── Text for analysis ──
Oil Rises From Two-Week Low Amid Libya, Nigeria Supply Fears
Comment of the Day

May 10 2016

Commentary by Eoin Treacy

Oil Rises From Two-Week Low Amid Libya, Nigeria Supply Fears

This article by Mark Shenk for Bloomberg may be of interest to subscribers. Here is a section: 

Oil rose from a two-week low on concern that supplies from Nigeria and Libya, holders of Africa’s largest crude reserves, will be disrupted.

Futures advanced 2.8 percent in New York. Royal Dutch Shell Plc and Chevron Corp. are evacuating workers from the Niger Delta because of deteriorating security, a union official said.
In Libya, some fields will be forced to halt output unless a port blockade is lifted, according to the National Oil Corp.

Canada’s oil-sands companies curbed supply as wildfires ripped across Northern Alberta last week. Gains accelerated as global equities rose.

"The market is getting support from the disruption in Canadian oil sands production and increased threats to output in the Niger Delta," said Gene McGillian, a senior analyst and broker at Tradition Energy in Stamford, Connecticut.

"The underlying fundamentals remain weak. If not for supply disruptions and the decline in U.S. production, prices would be lower."

Crude has rebounded from a 12-year low earlier this year on signs the global oversupply will ease as non-OPEC output declines and regional supply faces threats in Africa and Canada.
───
── Input data ──
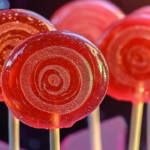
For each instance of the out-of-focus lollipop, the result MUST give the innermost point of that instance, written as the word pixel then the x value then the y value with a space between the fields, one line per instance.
pixel 51 80
pixel 142 10
pixel 126 47
pixel 87 18
pixel 145 10
pixel 15 26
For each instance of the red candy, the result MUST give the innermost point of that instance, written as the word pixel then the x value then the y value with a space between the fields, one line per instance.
pixel 142 10
pixel 15 26
pixel 87 18
pixel 126 47
pixel 53 79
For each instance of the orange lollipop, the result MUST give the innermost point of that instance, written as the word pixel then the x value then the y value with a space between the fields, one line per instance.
pixel 142 10
pixel 15 26
pixel 126 47
pixel 87 18
pixel 51 80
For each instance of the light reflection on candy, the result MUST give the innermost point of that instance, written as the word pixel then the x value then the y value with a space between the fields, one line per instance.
pixel 142 10
pixel 53 79
pixel 87 18
pixel 126 47
pixel 15 26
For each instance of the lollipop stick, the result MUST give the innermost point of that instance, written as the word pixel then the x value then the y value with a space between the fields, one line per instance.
pixel 54 139
pixel 136 122
pixel 13 132
pixel 148 126
pixel 94 125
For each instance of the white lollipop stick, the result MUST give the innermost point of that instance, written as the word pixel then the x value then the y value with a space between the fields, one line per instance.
pixel 136 122
pixel 95 132
pixel 54 139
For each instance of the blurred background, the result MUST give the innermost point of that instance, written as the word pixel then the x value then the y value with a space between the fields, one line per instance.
pixel 37 139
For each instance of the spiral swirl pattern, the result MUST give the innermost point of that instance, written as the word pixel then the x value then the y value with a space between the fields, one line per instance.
pixel 57 77
pixel 52 80
pixel 15 26
pixel 126 48
pixel 135 54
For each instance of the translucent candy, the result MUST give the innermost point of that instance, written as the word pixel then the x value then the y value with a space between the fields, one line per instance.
pixel 53 79
pixel 126 47
pixel 4 4
pixel 142 10
pixel 87 18
pixel 15 26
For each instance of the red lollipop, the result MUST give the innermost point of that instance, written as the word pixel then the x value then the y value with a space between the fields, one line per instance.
pixel 15 26
pixel 87 18
pixel 145 10
pixel 142 10
pixel 51 80
pixel 126 47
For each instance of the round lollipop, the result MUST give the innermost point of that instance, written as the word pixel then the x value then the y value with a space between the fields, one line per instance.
pixel 51 80
pixel 15 26
pixel 90 19
pixel 126 47
pixel 87 18
pixel 145 10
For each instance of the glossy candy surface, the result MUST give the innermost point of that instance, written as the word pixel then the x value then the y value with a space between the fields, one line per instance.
pixel 87 18
pixel 15 26
pixel 54 79
pixel 126 48
pixel 142 10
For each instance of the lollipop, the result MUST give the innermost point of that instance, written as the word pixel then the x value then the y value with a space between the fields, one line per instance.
pixel 142 10
pixel 87 18
pixel 51 80
pixel 90 19
pixel 145 11
pixel 126 47
pixel 15 26
pixel 4 4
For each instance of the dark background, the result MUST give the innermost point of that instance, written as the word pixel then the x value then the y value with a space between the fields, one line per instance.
pixel 37 139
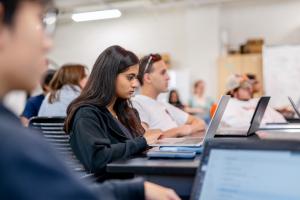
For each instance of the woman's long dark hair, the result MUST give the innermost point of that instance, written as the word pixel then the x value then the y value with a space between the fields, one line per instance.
pixel 100 88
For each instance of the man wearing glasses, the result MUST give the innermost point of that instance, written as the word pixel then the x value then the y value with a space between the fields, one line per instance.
pixel 154 78
pixel 29 168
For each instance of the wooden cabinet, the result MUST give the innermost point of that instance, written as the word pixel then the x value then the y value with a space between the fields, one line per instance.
pixel 241 64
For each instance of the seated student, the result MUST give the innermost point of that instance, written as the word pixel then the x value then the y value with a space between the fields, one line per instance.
pixel 154 78
pixel 241 107
pixel 29 168
pixel 34 103
pixel 103 126
pixel 199 103
pixel 65 86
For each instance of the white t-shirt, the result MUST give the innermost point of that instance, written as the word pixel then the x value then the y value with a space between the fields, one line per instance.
pixel 239 113
pixel 59 108
pixel 158 115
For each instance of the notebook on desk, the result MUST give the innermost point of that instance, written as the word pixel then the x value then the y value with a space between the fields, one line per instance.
pixel 257 170
pixel 197 141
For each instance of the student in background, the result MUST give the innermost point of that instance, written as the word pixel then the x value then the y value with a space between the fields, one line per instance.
pixel 29 168
pixel 175 100
pixel 256 86
pixel 34 103
pixel 154 78
pixel 241 107
pixel 65 86
pixel 103 126
pixel 200 104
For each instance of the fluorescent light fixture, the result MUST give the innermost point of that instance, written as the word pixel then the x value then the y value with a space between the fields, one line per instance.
pixel 96 15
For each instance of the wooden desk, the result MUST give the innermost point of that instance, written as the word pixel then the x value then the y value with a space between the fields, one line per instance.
pixel 174 173
pixel 177 174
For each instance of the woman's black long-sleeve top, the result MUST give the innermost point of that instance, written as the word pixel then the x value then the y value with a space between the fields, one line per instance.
pixel 97 139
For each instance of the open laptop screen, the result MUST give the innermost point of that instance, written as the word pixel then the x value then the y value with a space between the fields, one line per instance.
pixel 249 174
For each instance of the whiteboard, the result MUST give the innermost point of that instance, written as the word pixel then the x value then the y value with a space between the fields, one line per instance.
pixel 281 73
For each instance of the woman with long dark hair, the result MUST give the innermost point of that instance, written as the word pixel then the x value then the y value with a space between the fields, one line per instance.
pixel 102 124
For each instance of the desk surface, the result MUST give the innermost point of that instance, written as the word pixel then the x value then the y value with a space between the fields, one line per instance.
pixel 144 165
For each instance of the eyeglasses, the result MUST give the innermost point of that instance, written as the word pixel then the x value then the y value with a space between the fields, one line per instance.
pixel 153 58
pixel 49 20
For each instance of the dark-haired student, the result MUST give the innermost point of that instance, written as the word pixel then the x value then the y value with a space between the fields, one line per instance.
pixel 29 168
pixel 34 103
pixel 102 124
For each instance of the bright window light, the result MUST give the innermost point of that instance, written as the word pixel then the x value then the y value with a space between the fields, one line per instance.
pixel 96 15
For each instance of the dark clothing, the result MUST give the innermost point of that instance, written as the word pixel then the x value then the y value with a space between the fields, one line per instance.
pixel 32 106
pixel 124 129
pixel 97 139
pixel 31 170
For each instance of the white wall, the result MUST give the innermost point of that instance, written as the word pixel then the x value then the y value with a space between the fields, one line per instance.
pixel 190 36
pixel 277 21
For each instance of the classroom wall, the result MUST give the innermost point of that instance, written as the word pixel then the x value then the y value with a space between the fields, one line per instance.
pixel 190 36
pixel 277 21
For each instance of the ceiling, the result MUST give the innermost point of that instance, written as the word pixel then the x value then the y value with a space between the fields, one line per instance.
pixel 71 5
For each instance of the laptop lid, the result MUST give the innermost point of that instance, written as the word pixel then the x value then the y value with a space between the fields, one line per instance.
pixel 209 133
pixel 294 107
pixel 216 119
pixel 251 127
pixel 256 169
pixel 258 114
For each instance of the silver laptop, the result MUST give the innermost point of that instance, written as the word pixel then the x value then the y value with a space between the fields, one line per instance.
pixel 294 107
pixel 282 126
pixel 247 170
pixel 254 123
pixel 197 141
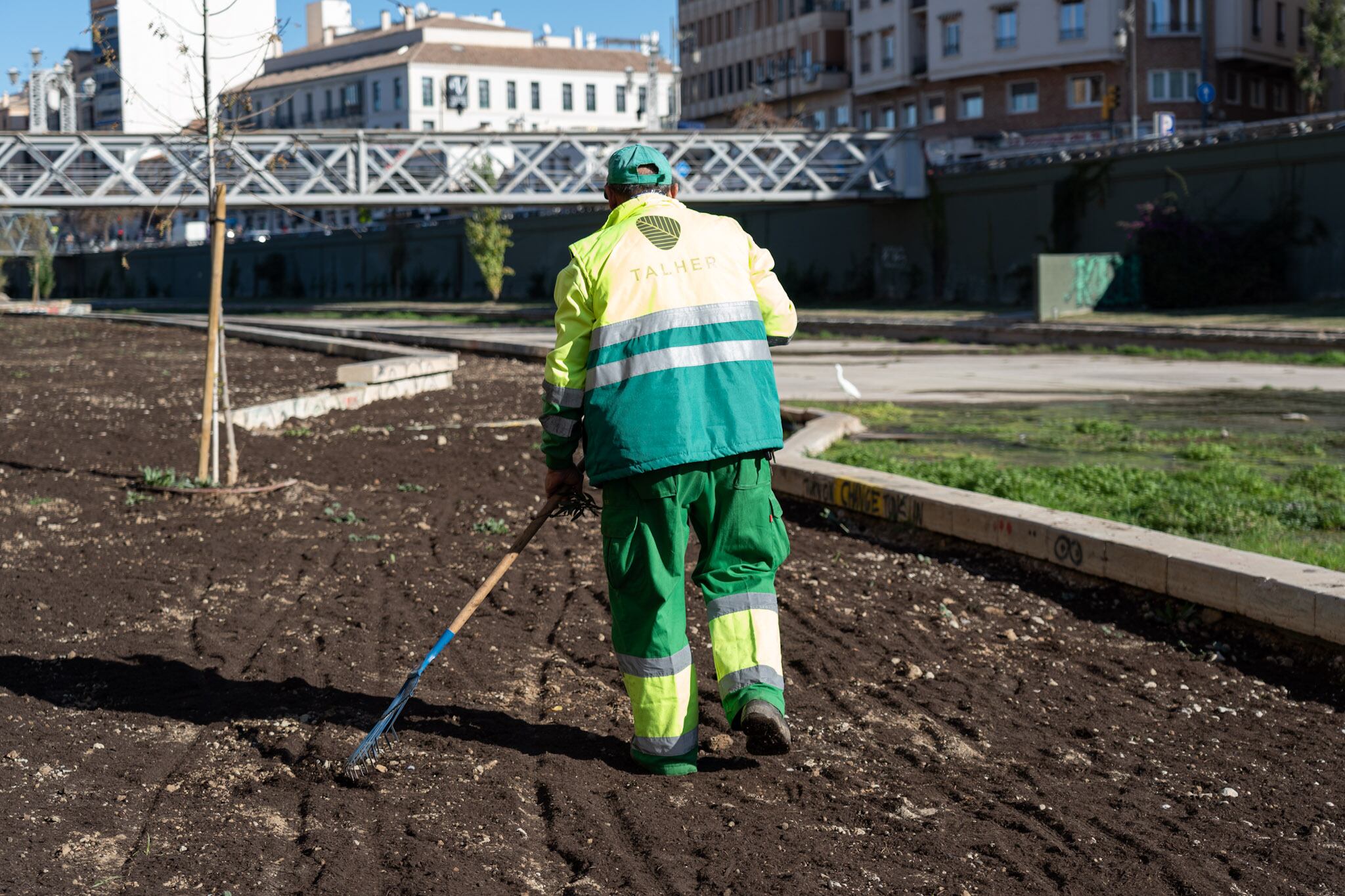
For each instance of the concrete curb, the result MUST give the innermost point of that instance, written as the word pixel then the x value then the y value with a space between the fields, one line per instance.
pixel 1101 335
pixel 60 308
pixel 1282 593
pixel 275 414
pixel 335 345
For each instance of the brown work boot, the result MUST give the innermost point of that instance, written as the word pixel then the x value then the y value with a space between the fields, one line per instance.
pixel 768 735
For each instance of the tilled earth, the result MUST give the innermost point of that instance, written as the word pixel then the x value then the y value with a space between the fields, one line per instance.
pixel 183 676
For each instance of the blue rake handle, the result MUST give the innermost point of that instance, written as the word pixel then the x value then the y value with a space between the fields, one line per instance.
pixel 382 735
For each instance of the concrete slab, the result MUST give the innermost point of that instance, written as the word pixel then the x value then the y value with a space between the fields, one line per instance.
pixel 301 408
pixel 1290 595
pixel 396 368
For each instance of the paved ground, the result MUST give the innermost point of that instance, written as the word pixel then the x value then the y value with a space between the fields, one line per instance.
pixel 933 372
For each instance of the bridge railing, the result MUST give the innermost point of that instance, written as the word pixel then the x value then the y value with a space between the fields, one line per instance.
pixel 426 169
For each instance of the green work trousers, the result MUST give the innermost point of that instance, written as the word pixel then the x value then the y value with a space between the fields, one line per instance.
pixel 646 521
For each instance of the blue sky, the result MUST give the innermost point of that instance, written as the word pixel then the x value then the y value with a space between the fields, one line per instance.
pixel 60 24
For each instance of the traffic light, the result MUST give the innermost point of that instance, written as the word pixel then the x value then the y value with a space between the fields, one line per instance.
pixel 1110 102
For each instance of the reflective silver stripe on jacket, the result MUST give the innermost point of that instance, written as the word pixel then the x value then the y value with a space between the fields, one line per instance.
pixel 655 667
pixel 747 350
pixel 667 746
pixel 739 602
pixel 560 426
pixel 752 676
pixel 671 319
pixel 563 395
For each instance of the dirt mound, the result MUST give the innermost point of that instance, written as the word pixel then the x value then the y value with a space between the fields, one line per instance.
pixel 181 677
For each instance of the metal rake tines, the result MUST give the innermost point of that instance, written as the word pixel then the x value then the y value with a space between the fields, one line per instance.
pixel 382 735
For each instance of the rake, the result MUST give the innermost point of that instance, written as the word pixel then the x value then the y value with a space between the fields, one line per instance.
pixel 384 735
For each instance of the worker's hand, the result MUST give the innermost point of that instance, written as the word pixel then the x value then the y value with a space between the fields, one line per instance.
pixel 564 481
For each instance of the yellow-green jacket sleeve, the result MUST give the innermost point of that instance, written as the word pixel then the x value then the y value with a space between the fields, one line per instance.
pixel 567 370
pixel 776 309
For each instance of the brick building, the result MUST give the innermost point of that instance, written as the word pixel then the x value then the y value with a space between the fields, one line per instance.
pixel 974 74
pixel 787 54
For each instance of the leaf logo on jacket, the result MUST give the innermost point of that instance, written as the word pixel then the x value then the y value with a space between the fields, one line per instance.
pixel 661 232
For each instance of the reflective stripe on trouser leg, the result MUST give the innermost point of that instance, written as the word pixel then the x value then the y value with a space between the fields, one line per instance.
pixel 745 634
pixel 662 692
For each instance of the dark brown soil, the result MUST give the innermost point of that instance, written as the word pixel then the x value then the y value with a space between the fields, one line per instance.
pixel 182 677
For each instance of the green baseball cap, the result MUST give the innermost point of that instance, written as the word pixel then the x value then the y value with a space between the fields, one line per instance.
pixel 625 165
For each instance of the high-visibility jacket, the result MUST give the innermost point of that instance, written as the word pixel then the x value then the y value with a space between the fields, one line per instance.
pixel 663 320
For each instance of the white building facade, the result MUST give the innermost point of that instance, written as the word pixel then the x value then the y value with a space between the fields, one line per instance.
pixel 454 74
pixel 146 83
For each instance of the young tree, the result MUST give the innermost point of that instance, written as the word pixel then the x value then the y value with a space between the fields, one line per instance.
pixel 1325 49
pixel 42 270
pixel 489 238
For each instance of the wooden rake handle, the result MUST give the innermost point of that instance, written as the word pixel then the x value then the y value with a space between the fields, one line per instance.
pixel 506 562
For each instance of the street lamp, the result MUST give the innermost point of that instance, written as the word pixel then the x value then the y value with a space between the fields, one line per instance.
pixel 58 79
pixel 1125 38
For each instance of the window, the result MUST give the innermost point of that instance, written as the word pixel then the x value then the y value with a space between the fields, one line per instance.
pixel 1083 92
pixel 971 104
pixel 1174 16
pixel 1006 27
pixel 1023 97
pixel 1174 85
pixel 351 100
pixel 951 37
pixel 1072 19
pixel 935 110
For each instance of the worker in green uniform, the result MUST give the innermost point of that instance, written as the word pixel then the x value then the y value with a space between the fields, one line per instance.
pixel 662 370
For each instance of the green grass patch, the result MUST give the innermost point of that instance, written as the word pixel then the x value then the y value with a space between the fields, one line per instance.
pixel 491 526
pixel 1224 469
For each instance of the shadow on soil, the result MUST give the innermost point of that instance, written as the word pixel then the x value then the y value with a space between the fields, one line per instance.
pixel 174 689
pixel 1306 668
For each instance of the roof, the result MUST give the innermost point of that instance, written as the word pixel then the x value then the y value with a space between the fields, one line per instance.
pixel 552 58
pixel 433 22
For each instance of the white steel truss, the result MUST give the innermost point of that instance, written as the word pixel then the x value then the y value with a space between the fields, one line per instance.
pixel 408 168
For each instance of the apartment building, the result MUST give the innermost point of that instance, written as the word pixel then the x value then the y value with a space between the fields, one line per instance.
pixel 146 83
pixel 450 73
pixel 787 54
pixel 996 73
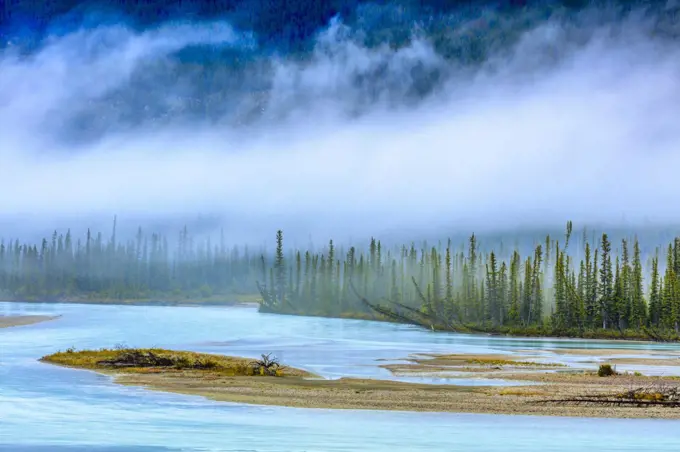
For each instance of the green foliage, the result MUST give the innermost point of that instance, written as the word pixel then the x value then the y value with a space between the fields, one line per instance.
pixel 585 287
pixel 145 360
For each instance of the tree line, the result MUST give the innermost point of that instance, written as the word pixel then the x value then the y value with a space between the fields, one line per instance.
pixel 146 266
pixel 559 285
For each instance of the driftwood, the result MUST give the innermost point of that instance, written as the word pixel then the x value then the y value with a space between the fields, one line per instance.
pixel 658 395
pixel 413 316
pixel 267 366
pixel 136 358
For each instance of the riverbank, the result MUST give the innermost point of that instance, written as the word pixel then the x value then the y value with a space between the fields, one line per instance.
pixel 227 300
pixel 533 331
pixel 21 320
pixel 230 381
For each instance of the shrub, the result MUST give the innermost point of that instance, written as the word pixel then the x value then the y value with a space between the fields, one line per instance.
pixel 606 370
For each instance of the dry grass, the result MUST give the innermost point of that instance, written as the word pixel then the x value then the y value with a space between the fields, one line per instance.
pixel 164 361
pixel 227 380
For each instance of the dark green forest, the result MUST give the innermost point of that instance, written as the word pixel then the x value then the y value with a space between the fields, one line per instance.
pixel 574 284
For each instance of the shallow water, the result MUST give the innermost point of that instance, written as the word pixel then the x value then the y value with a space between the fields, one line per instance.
pixel 43 407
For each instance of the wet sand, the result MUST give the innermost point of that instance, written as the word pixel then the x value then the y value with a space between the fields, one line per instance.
pixel 20 320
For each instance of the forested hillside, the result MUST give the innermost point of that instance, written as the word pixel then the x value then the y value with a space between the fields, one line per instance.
pixel 566 286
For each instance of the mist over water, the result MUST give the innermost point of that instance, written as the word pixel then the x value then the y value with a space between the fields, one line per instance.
pixel 387 117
───
• _Assignment_
Continue the commentary above on oil prices rising amid supply fears in Libya and Nigeria, picking up after its final sentence.

• _Reply to the task_
Eoin Treacy's view

Oil prices have been the subject of a great deal of media coverage over the last few months not least because of Saudi Arabia’s court politics. There are so many moving parts to this market that we can really only be guided by the price action as an arbiter of what people are doing with their money. 

Brent Crude is currently posting its fourth $5 reaction since hitting a medium-term low in January. A sustained move below yesterday’s low near $43.35 would be required to question the consistency of the four-month uptrend. 

At some stage prices will have rallied enough to encourage marginal supply, not least unconventional oil, back into the market. However without a break in the progression of higher reaction lows we will not have evidence that point has been reached.